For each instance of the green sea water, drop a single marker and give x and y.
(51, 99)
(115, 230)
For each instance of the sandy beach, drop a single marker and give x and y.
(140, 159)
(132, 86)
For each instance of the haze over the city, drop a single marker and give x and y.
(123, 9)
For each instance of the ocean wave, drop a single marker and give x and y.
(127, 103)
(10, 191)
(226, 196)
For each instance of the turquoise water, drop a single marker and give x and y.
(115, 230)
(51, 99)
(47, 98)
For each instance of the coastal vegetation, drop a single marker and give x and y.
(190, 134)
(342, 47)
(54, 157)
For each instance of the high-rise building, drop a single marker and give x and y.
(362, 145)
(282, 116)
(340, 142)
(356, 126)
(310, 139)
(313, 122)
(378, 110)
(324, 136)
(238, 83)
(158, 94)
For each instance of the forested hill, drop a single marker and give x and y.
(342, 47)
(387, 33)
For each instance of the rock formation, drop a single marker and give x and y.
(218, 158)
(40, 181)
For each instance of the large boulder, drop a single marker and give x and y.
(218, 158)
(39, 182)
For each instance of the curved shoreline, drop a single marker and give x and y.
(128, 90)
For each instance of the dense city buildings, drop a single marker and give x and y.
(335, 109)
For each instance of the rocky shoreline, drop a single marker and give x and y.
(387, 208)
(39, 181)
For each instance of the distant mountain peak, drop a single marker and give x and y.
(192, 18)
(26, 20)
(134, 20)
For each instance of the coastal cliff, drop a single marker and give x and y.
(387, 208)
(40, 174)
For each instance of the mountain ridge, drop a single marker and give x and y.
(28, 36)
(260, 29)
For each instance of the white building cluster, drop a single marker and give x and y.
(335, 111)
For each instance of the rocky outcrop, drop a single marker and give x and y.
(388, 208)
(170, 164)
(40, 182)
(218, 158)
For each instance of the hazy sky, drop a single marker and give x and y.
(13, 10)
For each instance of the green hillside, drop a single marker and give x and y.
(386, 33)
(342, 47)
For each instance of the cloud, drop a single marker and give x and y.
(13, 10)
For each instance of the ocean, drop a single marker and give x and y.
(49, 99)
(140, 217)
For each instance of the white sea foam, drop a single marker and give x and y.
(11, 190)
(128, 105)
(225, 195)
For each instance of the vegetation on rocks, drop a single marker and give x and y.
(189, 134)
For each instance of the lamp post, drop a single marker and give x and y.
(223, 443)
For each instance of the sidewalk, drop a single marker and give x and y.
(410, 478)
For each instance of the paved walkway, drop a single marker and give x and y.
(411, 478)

*What needs to be done*: Starting with the line containing "For each instance of the lamp" and going through the end of the listing, write out every line again, requests included, and shift each x and y coordinate in the answers up by 132.

*Right answer*:
For each instance of the lamp post, drop a single marker and give x and y.
(355, 575)
For each instance of the sidewalk, drop a single marker and give x and y.
(542, 610)
For each instance of the paved walkway, drop a single marker and give x and y.
(543, 610)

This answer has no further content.